Brano —
È impossibile riassumere in poche righe una figura così complessa come Costantino. Per i nostri scopi, basterà ricordarne alcuni tratti significativi, che hanno inciso sul concilio. Costantino ha passato la sua vita a combattere: anche poco prima di morire, nel 337, stava preparando una grande campagna militare contro i Parti. Si è dimostrato da giovane un valente generale, combattendo con il padre Costanzo Cloro soprattutto in Gallia.

La madre, Elena, era una cristiana, ma la religiosità in cui il futuro imperatore si è formato era tipicamente pagana. Sulla sua famosa “conversione” ritorno dopo. Il fatto essenziale è che egli si è fatto battezzare soltanto alla fine della sua vita (tra l’altro, paradossalmente, da un vescovo ariano, Eusebio di Nicomedia): dunque, formalmente, fino alla fine egli non ha fatto parte della Chiesa ortodossa, cosa che deve essere tenuta presente per valutare il suo ruolo nel concilio di Nicea.

Estratto del dataset:

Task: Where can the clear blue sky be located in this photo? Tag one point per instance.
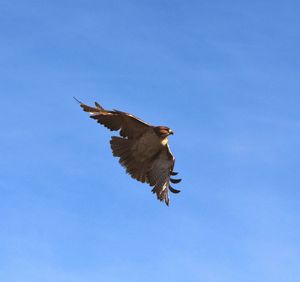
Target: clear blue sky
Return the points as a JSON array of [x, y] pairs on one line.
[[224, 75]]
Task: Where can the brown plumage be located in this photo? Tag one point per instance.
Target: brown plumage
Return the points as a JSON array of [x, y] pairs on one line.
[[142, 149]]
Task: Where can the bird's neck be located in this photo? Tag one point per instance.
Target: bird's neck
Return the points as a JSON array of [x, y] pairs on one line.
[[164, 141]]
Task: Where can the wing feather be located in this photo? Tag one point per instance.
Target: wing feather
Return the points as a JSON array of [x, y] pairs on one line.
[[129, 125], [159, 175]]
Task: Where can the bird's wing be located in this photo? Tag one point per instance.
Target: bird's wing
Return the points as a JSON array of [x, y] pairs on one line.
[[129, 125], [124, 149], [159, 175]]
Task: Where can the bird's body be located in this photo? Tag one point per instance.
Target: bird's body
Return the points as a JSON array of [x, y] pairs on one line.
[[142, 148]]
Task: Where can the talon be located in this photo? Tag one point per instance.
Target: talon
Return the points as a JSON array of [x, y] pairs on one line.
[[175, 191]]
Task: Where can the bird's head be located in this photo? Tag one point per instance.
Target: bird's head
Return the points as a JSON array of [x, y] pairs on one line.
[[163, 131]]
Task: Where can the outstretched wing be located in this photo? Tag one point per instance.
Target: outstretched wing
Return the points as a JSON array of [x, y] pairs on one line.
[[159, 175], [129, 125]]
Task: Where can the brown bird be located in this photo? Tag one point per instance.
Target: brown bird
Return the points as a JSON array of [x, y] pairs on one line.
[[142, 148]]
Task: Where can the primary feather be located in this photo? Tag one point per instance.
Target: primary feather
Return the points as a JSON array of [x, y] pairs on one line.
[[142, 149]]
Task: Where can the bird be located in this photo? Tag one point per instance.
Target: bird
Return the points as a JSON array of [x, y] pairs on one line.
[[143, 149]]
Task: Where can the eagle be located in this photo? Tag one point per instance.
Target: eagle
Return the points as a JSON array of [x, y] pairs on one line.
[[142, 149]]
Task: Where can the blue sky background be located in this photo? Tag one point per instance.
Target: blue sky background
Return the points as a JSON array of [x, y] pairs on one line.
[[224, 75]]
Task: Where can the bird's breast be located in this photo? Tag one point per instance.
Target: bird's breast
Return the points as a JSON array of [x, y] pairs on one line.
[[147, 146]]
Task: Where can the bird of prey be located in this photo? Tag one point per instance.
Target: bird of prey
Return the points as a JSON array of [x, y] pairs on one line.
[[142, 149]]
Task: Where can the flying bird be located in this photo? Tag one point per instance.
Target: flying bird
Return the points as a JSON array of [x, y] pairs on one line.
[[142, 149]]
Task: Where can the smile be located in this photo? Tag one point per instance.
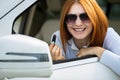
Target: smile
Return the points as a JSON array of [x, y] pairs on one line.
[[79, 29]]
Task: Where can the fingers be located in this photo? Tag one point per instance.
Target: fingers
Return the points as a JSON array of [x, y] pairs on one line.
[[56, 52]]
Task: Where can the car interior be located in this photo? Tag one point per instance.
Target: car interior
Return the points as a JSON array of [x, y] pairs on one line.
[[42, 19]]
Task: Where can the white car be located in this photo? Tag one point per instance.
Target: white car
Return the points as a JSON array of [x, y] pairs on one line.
...
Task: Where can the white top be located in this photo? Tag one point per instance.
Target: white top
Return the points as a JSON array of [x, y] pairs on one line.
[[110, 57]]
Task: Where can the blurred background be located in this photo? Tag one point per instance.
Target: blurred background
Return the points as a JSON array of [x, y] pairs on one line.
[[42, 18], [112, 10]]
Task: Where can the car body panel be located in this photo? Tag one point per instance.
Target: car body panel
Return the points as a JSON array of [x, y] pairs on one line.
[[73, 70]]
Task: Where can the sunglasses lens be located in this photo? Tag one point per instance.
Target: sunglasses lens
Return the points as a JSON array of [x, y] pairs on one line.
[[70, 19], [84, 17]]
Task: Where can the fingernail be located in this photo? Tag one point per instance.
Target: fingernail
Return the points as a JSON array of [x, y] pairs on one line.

Consegna A —
Secondo il brano su Costantino, chi battezzò l'imperatore alla fine della sua vita?
Consegna B —
Modifica il brano su Costantino riscrivendo il tratto da "La madre, Elena, era" a "concilio di Nicea." e sostituendo "la religiosità" con "la cultura religiosa".
I record sono materiale separato dal brano e non vi si riferiscono.

Risposta all'esercizio A —
Lo battezzò Eusebio di Nicomedia, un vescovo ariano.

Risposta all'esercizio B —
La madre, Elena, era una cristiana, ma la cultura religiosa in cui il futuro imperatore si è formato era tipicamente pagana. Sulla sua famosa “conversione” ritorno dopo. Il fatto essenziale è che egli si è fatto battezzare soltanto alla fine della sua vita (tra l’altro, paradossalmente, da un vescovo ariano, Eusebio di Nicomedia): dunque, formalmente, fino alla fine egli non ha fatto parte della Chiesa ortodossa, cosa che deve essere tenuta presente per valutare il suo ruolo nel concilio di Nicea.